* _Description of the task_: Recast as a numbered list only the rows from the one containing "train windshield in" through the final row, including both, and omit any blank lines.

START

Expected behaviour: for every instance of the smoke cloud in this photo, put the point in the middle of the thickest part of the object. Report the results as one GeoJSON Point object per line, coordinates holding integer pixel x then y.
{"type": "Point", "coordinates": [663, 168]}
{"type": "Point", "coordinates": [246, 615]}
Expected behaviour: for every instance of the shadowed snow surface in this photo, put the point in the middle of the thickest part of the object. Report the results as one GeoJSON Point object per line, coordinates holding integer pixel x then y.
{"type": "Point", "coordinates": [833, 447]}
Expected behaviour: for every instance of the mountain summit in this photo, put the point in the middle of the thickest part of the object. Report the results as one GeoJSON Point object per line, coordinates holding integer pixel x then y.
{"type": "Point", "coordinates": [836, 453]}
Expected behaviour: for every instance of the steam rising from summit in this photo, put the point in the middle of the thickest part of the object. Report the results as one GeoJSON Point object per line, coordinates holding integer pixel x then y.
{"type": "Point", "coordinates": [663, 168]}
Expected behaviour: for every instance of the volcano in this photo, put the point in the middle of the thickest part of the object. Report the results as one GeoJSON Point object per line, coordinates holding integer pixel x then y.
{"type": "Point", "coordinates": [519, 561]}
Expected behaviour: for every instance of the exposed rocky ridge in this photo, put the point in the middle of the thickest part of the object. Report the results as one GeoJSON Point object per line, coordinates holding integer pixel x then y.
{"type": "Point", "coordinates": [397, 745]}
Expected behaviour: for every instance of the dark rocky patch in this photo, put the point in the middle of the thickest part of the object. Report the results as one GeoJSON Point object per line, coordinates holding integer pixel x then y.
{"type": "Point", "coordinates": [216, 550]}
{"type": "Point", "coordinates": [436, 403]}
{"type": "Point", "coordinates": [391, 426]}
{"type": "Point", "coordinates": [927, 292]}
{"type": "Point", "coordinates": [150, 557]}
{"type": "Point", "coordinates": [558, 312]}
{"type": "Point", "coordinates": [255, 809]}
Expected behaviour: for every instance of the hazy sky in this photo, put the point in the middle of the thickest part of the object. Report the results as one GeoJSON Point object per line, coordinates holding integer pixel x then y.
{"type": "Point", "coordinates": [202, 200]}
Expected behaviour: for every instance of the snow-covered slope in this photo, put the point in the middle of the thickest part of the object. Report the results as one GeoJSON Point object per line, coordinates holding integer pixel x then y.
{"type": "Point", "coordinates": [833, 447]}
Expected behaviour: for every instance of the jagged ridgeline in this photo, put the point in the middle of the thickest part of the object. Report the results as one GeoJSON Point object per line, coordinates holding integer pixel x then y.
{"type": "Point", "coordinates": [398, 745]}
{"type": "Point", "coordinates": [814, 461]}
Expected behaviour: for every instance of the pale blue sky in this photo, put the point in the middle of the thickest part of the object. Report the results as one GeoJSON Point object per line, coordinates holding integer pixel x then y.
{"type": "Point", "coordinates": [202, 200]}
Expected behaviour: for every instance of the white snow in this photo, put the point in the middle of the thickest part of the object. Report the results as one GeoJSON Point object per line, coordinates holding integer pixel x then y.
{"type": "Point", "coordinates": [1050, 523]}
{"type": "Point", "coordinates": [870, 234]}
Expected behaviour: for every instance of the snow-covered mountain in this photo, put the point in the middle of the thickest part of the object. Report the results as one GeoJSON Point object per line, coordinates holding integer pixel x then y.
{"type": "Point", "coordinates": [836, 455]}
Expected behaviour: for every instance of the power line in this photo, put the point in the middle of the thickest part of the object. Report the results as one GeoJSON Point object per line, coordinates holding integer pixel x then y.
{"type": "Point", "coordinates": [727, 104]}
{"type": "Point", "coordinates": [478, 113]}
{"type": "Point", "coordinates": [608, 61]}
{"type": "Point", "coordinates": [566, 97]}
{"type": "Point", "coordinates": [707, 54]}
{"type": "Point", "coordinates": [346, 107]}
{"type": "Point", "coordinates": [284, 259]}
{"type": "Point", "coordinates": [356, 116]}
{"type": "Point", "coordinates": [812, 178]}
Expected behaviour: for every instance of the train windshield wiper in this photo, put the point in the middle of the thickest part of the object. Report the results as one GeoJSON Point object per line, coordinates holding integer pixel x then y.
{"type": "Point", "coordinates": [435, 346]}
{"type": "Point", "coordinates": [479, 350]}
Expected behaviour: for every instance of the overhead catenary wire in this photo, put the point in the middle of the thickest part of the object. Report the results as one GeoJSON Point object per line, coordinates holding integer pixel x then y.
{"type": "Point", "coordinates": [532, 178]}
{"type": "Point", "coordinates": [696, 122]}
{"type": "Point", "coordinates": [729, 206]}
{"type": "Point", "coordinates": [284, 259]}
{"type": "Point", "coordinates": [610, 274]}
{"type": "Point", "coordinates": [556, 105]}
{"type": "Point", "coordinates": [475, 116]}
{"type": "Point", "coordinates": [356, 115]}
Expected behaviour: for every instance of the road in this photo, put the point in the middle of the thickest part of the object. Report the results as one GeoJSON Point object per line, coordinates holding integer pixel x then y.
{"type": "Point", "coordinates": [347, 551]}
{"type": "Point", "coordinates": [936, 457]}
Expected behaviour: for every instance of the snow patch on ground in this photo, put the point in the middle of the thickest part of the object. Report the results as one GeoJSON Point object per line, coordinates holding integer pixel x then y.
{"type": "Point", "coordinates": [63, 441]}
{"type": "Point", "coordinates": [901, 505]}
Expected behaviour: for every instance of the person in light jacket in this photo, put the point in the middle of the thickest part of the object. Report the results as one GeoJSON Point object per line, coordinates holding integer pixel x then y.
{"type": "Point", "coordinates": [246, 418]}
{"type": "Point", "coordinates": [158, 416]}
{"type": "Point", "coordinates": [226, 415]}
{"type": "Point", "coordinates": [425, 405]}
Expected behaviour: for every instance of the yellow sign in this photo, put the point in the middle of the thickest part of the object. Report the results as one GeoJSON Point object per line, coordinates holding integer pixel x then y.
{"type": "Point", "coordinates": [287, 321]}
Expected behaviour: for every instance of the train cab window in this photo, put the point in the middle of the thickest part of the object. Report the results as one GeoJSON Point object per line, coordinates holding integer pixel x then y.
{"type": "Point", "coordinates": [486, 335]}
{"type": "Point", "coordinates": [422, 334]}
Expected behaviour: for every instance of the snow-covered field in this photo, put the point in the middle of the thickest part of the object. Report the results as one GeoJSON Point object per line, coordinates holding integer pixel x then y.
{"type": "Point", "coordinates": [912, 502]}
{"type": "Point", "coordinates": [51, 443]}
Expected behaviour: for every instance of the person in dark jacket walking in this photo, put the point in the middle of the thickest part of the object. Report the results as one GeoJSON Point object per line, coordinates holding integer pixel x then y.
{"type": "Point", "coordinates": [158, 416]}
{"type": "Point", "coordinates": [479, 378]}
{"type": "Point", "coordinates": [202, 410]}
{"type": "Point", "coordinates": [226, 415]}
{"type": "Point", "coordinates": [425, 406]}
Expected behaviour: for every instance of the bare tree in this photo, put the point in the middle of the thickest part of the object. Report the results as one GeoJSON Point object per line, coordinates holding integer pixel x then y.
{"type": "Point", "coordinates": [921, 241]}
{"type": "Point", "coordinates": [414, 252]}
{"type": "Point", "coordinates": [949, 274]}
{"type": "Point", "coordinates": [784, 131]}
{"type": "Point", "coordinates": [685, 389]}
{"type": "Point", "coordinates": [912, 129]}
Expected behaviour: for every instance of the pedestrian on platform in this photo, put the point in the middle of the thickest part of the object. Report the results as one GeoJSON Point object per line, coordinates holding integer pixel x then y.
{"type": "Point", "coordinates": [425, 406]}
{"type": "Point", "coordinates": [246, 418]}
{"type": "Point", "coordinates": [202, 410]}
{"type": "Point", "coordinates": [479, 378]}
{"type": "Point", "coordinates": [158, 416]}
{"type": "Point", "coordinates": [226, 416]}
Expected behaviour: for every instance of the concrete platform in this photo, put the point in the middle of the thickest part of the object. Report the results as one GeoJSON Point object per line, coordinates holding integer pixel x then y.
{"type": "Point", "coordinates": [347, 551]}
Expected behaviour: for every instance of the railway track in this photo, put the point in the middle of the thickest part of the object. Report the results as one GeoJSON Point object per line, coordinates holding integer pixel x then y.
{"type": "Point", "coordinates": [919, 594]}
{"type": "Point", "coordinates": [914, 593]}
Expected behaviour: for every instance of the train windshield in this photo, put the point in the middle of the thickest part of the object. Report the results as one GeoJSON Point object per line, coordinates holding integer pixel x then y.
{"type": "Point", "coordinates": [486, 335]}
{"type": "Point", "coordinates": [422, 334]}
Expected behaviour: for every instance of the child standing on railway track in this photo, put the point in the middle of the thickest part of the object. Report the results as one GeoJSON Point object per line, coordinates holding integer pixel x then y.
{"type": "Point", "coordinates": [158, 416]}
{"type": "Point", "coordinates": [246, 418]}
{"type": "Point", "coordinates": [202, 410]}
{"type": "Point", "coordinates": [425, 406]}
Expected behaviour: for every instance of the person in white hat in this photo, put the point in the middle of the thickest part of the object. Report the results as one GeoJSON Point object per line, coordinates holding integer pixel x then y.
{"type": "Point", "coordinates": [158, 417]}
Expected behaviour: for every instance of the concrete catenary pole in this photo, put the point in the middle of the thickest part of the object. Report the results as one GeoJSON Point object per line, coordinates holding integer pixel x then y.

END

* _Final answer_:
1. Expected behaviour: for every instance of the train windshield in this photo, put the point in the middle of the thickest part of the object. Report the results as one GeoJSON Point object per line, coordinates holding integer pixel x then y.
2. {"type": "Point", "coordinates": [486, 335]}
3. {"type": "Point", "coordinates": [422, 334]}
4. Expected behaviour: for every instance of the child standing on railway track in this photo, put the point in the middle of the thickest part of the object. Report the results as one GeoJSON Point object per line, coordinates holding integer pixel x then y.
5. {"type": "Point", "coordinates": [158, 416]}
6. {"type": "Point", "coordinates": [246, 418]}
7. {"type": "Point", "coordinates": [202, 410]}
8. {"type": "Point", "coordinates": [425, 406]}
9. Expected behaviour: for every instance of the person in white hat in this photo, put the point in the middle of the thickest part of the object. Report the results as one GeoJSON Point object per line, coordinates holding integer pixel x then y.
10. {"type": "Point", "coordinates": [158, 417]}
11. Expected behaviour: for every instance of the concrete catenary pole in this photo, put the point in the middle of the thickest part of the object. Report the results as one GeoJSON Point object per line, coordinates holding integer pixel x then y.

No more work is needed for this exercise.